It's a legit site, one I use often. The other one that I use, that has a bit more info is-

http://www.astrologie-info.com/mocal.cgi?language=eng&sidtrop=sid

For me, and this is just what I have found works for me, planting planning goes a bit like this-
1) Make sure the weather is favorable or at least neutral. A nice soft rain, in my environment, is more auspicious than any moon sign, IME. No way I am transplanting in a hot wind or frost.
2) Look for the no-no situations that I always avoid, such as any eclipses, moon apigee, and moon node passage. Just dont plant at these times.
3) Look at the moon phase. Great to sow seeds when the moon is waxing. Leafy or root crops are best closer to the new moon, fruiting crops closer to the full moon, in an ideal world. For either, we want the seeds to germinate as the moon is growing in the sky. If transplanting, I think this is still a good time, or also just after the full moon is good, as the moon is waning in the sky and the moon energy is decending.
4) Look at the zodiac sign. For plants that I want to encourage vegetative growth, I want a leaf sign, or a root sign. This would include all leafy greens, heading brassicas, root crops, grains, perennials. Basically everything, except plants that are prone to too much vegetative growth when we want them to be producing fruit. These fruiting crops would get planted under a fruit or flower sign. These crops are far fewer, mainly tomatoes, peppers, cucumbers, melons.

**Problem statement:**
Resume the moon-planting post from its last sentence and carry it forward. The material that comes next isn't needed for anything here.

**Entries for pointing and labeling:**
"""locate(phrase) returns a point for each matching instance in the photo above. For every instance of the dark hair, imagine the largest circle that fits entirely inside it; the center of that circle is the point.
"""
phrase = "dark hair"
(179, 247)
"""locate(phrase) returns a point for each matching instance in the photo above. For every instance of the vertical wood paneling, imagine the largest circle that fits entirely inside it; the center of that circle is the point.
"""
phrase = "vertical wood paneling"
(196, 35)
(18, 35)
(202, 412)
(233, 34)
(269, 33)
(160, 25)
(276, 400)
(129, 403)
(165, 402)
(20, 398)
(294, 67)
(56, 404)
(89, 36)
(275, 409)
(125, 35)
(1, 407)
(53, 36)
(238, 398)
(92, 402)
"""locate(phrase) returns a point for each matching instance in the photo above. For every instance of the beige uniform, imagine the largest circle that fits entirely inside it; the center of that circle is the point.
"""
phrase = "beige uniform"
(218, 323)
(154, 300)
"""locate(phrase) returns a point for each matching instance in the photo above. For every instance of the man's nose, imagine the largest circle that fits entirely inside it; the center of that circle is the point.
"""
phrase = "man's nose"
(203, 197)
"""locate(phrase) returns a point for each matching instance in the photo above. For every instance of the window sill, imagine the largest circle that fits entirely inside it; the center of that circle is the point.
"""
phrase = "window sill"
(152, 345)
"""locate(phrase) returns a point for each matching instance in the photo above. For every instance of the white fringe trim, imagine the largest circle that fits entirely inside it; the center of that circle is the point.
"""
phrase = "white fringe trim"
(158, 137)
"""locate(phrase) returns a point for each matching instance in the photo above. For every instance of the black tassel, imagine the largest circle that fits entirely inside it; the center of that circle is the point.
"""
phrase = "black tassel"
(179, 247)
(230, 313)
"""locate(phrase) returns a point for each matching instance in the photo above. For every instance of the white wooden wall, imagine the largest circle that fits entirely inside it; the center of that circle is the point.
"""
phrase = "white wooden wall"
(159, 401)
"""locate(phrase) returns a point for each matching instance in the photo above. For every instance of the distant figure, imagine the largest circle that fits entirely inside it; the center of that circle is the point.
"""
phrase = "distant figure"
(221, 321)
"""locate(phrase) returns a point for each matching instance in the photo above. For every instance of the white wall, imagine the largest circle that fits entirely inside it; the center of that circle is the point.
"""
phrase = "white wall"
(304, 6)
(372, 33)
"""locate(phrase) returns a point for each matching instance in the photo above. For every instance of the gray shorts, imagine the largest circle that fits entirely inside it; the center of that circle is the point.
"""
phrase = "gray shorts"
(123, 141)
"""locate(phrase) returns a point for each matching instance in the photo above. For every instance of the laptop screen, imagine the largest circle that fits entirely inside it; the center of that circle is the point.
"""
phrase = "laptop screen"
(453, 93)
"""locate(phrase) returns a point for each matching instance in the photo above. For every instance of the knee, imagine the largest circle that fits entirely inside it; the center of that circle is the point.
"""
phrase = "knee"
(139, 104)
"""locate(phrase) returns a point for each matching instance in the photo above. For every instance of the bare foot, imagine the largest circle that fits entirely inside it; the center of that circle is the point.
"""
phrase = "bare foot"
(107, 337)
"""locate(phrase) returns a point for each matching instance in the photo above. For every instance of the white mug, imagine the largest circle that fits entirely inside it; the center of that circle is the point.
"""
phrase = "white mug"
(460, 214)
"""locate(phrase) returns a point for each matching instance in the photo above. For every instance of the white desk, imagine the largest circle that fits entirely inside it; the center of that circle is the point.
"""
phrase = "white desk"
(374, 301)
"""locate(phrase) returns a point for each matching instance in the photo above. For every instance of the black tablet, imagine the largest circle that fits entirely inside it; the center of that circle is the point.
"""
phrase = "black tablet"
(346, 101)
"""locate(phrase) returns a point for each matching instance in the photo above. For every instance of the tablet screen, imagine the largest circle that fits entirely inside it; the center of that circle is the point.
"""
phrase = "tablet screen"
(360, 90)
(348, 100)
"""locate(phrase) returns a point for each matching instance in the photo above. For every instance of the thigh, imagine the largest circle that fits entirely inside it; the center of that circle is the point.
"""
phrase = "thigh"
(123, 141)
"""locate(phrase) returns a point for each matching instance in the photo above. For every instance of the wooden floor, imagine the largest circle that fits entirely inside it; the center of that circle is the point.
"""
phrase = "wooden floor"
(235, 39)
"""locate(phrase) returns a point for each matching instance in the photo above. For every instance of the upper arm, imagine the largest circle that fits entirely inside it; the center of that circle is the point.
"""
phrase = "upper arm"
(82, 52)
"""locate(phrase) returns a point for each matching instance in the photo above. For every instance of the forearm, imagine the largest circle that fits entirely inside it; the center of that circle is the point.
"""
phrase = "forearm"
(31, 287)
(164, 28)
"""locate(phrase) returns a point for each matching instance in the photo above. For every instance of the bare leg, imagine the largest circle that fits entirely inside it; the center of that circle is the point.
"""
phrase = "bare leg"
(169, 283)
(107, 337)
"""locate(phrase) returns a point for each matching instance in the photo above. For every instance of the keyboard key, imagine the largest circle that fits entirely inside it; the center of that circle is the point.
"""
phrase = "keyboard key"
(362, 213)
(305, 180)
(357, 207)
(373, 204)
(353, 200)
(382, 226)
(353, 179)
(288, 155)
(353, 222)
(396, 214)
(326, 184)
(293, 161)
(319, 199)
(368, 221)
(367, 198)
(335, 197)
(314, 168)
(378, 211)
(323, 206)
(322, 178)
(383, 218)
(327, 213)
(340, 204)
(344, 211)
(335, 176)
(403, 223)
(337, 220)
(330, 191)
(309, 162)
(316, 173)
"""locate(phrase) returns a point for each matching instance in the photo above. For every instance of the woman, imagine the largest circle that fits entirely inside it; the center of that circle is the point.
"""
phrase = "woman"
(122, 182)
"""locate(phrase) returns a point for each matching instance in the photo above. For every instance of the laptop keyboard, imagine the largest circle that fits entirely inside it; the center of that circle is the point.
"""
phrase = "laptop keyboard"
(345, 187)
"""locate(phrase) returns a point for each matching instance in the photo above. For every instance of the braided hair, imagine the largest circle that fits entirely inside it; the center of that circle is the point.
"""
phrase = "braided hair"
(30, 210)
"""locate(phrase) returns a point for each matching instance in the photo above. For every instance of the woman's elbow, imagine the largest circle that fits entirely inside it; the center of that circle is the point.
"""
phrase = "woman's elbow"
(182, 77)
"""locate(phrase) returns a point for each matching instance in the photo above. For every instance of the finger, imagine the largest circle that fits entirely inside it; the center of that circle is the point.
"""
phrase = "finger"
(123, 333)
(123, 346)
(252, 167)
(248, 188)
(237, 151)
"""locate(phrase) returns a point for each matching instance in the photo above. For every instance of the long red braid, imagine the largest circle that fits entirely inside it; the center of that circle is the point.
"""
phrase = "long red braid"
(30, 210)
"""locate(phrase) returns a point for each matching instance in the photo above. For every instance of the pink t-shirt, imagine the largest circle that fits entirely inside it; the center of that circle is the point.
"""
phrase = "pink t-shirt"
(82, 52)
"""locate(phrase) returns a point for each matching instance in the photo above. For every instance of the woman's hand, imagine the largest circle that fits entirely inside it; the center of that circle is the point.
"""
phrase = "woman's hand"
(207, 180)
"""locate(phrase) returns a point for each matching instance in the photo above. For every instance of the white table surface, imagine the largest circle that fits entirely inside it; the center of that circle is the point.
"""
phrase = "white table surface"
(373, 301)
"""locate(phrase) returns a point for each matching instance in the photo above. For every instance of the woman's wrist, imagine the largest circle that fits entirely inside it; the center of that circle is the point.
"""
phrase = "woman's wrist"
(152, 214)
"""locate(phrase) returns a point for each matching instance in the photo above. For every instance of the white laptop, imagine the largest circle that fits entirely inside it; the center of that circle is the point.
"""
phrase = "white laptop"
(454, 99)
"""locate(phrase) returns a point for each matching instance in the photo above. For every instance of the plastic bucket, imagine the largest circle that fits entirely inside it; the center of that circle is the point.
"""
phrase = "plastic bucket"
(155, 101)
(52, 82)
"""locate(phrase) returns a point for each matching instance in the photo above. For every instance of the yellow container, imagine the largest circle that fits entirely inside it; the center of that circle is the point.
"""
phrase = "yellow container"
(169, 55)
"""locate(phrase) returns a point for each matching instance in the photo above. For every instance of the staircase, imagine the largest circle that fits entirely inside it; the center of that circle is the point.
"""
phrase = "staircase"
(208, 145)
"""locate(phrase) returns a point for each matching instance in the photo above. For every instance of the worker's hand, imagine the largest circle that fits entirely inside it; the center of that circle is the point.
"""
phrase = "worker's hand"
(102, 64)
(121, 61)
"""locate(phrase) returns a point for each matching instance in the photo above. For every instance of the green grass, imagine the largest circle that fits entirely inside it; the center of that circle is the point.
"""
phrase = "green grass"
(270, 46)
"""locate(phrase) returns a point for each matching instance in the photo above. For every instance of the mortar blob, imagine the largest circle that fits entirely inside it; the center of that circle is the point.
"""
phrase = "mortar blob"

**Solved problem:**
This is just what I do, no gospel here. I have kept records for years, and almost all my crop failures either are from bad weather or poor moon timing. As I get better at farming, I dont plant in poor weather ever anymore, particularly thanks to the quality of weather forecasting (insert joke here). But the frustrating crop failures, they have been regularly explained by inadvertantly planting in the no-no times. ymmv. Nobody serious is going to tell you to plant your peppers in a hailstorm because the moon says so, thats not the point here.

Moon planting is a small and subtle advantage you can give your plants. It wont overcome more fundamental problems of weather, soil fertility, or seed quality. But it does give that little boost by working in harmony with the moon's energy. I am a surfer, and like any fisherman, you cant tell me that the moon doesnt exert a profound influence on the water of this Earth. If you grow great crops all the time without caring about the moon, good for you, need not apply. But if you are looking to further your farming, working with forces both small and large, then moon planting is another useful tool for a more refined relationship with the Earth. enjoy the ride...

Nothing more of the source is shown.